__DATA ENTRIES__
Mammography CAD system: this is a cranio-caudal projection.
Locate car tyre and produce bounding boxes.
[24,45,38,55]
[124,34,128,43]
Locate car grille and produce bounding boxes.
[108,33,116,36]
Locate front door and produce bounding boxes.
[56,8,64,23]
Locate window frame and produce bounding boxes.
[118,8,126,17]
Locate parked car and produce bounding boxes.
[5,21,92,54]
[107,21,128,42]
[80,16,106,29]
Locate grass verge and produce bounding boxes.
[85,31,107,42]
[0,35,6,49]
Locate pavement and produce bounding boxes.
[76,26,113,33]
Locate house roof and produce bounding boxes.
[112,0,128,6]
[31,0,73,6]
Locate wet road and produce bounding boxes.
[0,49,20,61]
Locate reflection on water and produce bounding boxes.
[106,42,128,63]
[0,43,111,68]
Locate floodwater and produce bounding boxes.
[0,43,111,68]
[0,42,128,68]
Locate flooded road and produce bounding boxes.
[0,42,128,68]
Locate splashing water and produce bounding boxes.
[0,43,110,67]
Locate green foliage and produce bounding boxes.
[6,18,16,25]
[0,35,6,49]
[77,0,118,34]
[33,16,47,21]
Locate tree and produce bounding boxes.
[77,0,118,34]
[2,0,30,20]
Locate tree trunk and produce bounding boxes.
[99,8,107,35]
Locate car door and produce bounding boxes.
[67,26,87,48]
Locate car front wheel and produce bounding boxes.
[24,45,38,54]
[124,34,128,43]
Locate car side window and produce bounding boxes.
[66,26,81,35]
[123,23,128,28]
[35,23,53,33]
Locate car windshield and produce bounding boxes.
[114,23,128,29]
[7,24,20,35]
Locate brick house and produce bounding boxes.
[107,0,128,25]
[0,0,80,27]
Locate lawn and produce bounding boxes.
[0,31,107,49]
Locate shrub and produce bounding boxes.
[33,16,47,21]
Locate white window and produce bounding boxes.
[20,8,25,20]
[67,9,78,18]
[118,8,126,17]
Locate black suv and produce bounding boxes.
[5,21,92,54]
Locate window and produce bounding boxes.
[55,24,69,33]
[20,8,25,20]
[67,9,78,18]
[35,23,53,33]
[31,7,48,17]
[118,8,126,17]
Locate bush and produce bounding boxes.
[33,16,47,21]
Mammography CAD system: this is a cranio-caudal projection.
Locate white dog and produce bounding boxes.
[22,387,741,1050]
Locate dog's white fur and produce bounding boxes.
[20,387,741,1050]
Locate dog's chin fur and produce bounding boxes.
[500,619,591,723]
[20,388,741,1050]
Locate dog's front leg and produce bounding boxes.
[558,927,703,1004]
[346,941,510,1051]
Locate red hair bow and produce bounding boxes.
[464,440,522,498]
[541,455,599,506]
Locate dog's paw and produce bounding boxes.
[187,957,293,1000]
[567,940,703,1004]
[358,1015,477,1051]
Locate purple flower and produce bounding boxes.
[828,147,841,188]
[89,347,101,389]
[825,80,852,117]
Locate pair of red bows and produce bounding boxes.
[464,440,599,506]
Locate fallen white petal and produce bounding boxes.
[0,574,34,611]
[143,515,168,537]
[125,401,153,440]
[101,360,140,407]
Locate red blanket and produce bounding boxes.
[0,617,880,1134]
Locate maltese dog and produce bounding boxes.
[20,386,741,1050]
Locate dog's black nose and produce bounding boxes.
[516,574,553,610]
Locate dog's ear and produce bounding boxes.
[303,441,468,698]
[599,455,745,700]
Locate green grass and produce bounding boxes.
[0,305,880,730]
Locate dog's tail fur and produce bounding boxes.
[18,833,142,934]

__EXERCISE DIRECTIONS__
Copy all the records above exactly, missing none.

__RESPONSE FOR THIS EXERCISE__
Mammography CAD system: this is a cranio-caudal projection.
Locate car tyre and produce bounding boxes.
[24,45,38,55]
[124,34,128,43]
Locate car grille and produce bounding boxes.
[108,33,116,36]
Locate front door and produce bounding boxes.
[56,8,64,23]
Locate window frame and produce bounding boxes.
[118,8,126,17]
Locate parked car and produce bounding boxes.
[5,21,92,54]
[107,21,128,42]
[80,16,106,29]
Locate grass verge and produce bounding boxes.
[85,31,107,42]
[0,35,6,49]
Locate pavement and produce bounding boxes.
[76,26,113,33]
Locate house roof and produce bounding boxes.
[112,0,128,6]
[31,0,73,6]
Locate wet road and produce bounding boxes.
[0,49,20,61]
Locate reflection on water and produce bounding boxes.
[106,42,128,63]
[0,43,111,68]
Locate floodwater and produce bounding boxes.
[0,43,111,68]
[0,42,128,68]
Locate flooded road and produce bounding boxes.
[0,42,128,68]
Locate splashing water and produce bounding boxes.
[0,43,110,67]
Locate green foliage and produce bounding boxes.
[6,18,16,25]
[0,35,6,49]
[77,0,118,34]
[33,16,47,21]
Locate tree and produce bounding boxes.
[77,0,118,34]
[2,0,30,20]
Locate tree trunk and produce bounding boxes.
[99,8,107,35]
Locate car door and produce bounding boxes.
[67,26,87,48]
Locate car front wheel and produce bounding boxes.
[24,45,38,54]
[124,34,128,43]
Locate car side window and produce bounding boxes.
[66,26,81,35]
[123,23,128,28]
[35,23,53,33]
Locate car windshield and produce bounding boxes.
[114,23,128,29]
[7,24,20,35]
Locate brick house and produce bounding boxes.
[107,0,128,25]
[0,0,80,27]
Locate lawn and produce bounding boxes.
[0,31,107,49]
Locate shrub and produce bounding boxes.
[33,16,47,21]
Locate white window and produce bounding boxes.
[20,8,25,20]
[67,9,78,18]
[118,8,126,17]
Locate black suv and produce bounding boxes.
[5,21,92,54]
Locate window and produce bounding boxes.
[55,24,69,33]
[20,8,25,20]
[67,9,78,18]
[35,23,53,33]
[31,7,48,17]
[118,8,126,17]
Locate bush and produce bounding boxes.
[33,16,47,21]
Mammography CAD system: this is a cranio-caudal projection.
Locate white dog and produce bounding boxes.
[22,387,741,1050]
Locate dog's white fur and produce bounding boxes.
[20,387,741,1050]
Locate dog's chin fur and produce bounding boxes.
[500,619,591,723]
[20,388,741,1050]
Locate dog's front leg and produce bounding boxes.
[558,927,703,1004]
[346,941,510,1051]
Locate red hair bow and produce bounding boxes.
[464,440,522,498]
[541,455,599,506]
Locate dog's paw and produce bounding boxes.
[187,957,293,1000]
[567,940,703,1004]
[358,1015,477,1051]
Locate purple flower and produce bounding boxes.
[828,147,841,188]
[89,347,101,389]
[825,80,852,117]
Locate pair of red bows and produce bounding boxes.
[464,440,599,506]
Locate fallen white petal and produce bounding boxes.
[0,574,34,611]
[143,515,168,537]
[125,401,153,440]
[101,360,140,407]
Locate red blanket and produce bounding boxes.
[0,617,880,1134]
Locate maltese dog and produce bounding boxes.
[20,386,741,1050]
Locate dog's black nose and produce bounding boxes.
[516,574,553,610]
Locate dog's ear and produce bounding boxes.
[303,441,468,698]
[599,455,745,700]
Locate green grass and produce bounding boxes.
[0,305,880,730]
Locate dog's tail fur and produce bounding boxes.
[18,833,142,934]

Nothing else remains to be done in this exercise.